START Information provided

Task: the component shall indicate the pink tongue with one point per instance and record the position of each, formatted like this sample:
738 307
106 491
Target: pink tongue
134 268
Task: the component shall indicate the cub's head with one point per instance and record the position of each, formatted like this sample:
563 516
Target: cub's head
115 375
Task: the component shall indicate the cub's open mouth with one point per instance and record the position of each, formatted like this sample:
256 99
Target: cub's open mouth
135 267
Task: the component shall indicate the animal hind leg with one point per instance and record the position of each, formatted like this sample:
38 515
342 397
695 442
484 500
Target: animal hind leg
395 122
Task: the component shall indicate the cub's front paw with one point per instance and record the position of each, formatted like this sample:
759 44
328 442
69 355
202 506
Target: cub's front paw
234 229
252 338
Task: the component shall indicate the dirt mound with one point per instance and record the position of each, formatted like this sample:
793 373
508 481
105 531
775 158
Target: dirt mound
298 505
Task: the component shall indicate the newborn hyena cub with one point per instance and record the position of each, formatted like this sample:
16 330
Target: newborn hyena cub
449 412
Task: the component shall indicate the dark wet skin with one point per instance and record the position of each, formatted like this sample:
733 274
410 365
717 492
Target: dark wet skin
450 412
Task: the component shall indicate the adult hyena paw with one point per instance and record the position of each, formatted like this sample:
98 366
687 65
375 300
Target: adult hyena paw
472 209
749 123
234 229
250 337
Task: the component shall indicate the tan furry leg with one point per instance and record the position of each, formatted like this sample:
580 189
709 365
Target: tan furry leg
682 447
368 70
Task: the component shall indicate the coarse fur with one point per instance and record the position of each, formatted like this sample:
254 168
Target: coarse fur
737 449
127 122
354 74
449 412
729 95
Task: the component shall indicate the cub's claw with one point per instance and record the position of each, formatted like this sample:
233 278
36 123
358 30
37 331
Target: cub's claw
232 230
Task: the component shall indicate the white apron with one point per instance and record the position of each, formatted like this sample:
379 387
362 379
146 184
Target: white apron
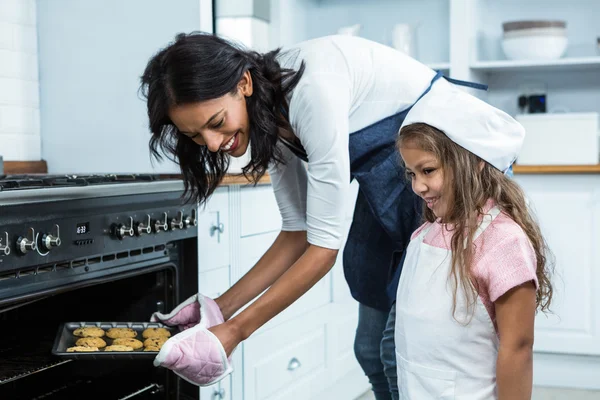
438 357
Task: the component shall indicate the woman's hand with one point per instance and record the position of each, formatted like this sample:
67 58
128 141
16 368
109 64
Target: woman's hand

END Information provided

Your instructions -> Full copy, no pictures: write out each line of the data exactly as it stands.

Response to this task ->
Task: the component shall indicate the pink tongue with one point per instance and record the position of each, formatted like this sample:
738 307
106 491
Target: pink tongue
134 268
Task: the component shall indicate the cub's head with one point per instance and record the position of each, formatted like this sample:
563 516
Target: cub's head
115 375
Task: the component shall indicate the cub's open mouth with one point per instance and record the position of each, formatted like this sample:
256 99
Target: cub's open mouth
135 267
Task: the component shall indicate the animal hind leg with one point per instance and record the position of each, formatted like this sample:
38 515
342 397
695 442
484 500
Target: animal hind leg
395 122
Task: the component shall indicate the cub's front paw with one point per instance and record the position of each, formatted like this sample:
759 44
328 442
69 355
202 506
Target: cub's front paw
234 229
252 338
Task: the component shall indicate the dirt mound with one point per instance and record the position of each, formatted like this sample:
793 373
508 481
105 531
775 158
Target: dirt mound
298 505
Task: the component shall indicate the newborn hyena cub with one point per instance and record the position of each, formatted like this sample:
16 330
Target: newborn hyena cub
449 412
Task: the component shall indicate the dark wet skin with one point per instance and record the position of each, formatted like this sample:
733 274
410 365
717 492
Target: dark wet skin
450 412
Task: the component shall indicate the adult hyena paw with one point per instance and record the position of each, formatted like this sample:
98 366
687 65
375 300
Target: adult hyena paw
472 209
749 123
234 229
250 337
Task: the component shall indicate the tan furry leg with one point per instance and record the position of each, formatted like this sample:
580 189
709 365
Target: tan furry leg
682 447
368 70
Task: the component shall indicate the coarse fur with one point per instance and record the position of each, formatted like this sample:
254 168
Target: coarse fur
737 449
127 122
354 74
449 412
729 95
Task: the component shall indicate the cub's claw with one point per instance and record the position of each, formatted like this sample:
233 278
36 123
358 30
37 331
Target: cub's claw
232 230
Task: the component shall indicate the white apron with one point per instance and record the position of each, formatted like this sample:
379 387
362 379
146 184
Target: white apron
438 357
Task: the component shall indicate the woman's hand with one point per instance and record the position of each, formatted like this sample:
67 58
128 141
16 368
109 64
Target: woman's hand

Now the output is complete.